● **Article**:
────────────────

Monday, February 18, 2013

R-E-S-P-E-C-T

Let me start this post by saying: Never stay at the Howrd Johnson in Hot Springs! Unless, of course, you enjoy being treated with disrespect by a manager in windpants and flip flops. Then by all means, stay there.

So, my friends and I decided to go to Hot Springs this weekend. We needed a break. We needed to not be in Searcy. If you've ever been to Searcy, then you udnerstand why. We booked some rooms at the HJ, they looked nice online, and there was a deal, so we got two night for $190. We got the confirmation email, 4 adults, 2 nights, $190. Remember those numbers. They are important later.

────────────────

● **Records shown**:
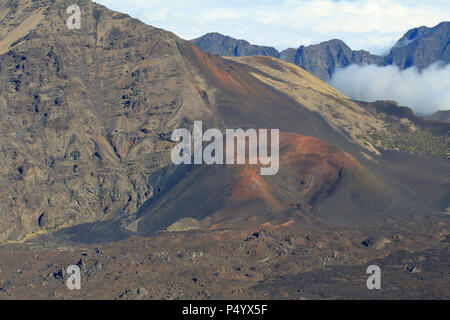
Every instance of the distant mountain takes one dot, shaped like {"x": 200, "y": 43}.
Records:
{"x": 323, "y": 59}
{"x": 221, "y": 45}
{"x": 419, "y": 47}
{"x": 441, "y": 115}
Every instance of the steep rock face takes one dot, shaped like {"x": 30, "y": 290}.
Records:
{"x": 441, "y": 115}
{"x": 323, "y": 59}
{"x": 219, "y": 44}
{"x": 83, "y": 113}
{"x": 86, "y": 115}
{"x": 419, "y": 47}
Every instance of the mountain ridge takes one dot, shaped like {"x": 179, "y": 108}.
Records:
{"x": 419, "y": 47}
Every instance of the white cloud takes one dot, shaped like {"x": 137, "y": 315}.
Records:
{"x": 363, "y": 24}
{"x": 424, "y": 92}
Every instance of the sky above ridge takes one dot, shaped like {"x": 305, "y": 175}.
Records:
{"x": 373, "y": 25}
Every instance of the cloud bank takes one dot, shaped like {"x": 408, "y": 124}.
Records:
{"x": 373, "y": 25}
{"x": 425, "y": 92}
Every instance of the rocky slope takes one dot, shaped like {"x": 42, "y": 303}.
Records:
{"x": 86, "y": 115}
{"x": 441, "y": 115}
{"x": 221, "y": 45}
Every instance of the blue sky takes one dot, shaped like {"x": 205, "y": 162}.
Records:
{"x": 371, "y": 24}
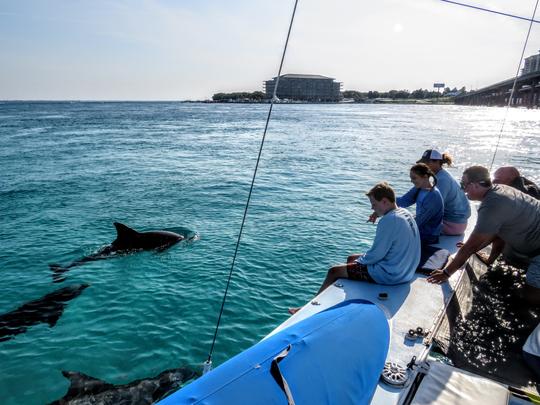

────────────────

● **Exercise instructions**:
**a.** Render this sentence from the blog post in Spanish: "So, my friends and I decided to go to Hot Springs this weekend."
**b.** Pull from the blog post, word for word, everything from "Monday, February 18, 2013" down to "means, stay there.".
The records have nothing to do with the blog post.

● **Results**:
**a.** Así que mis amigos y yo decidimos ir a Hot Springs este fin de semana.

**b.**
Monday, February 18, 2013

R-E-S-P-E-C-T

Let me start this post by saying: Never stay at the Howrd Johnson in Hot Springs! Unless, of course, you enjoy being treated with disrespect by a manager in windpants and flip flops. Then by all means, stay there.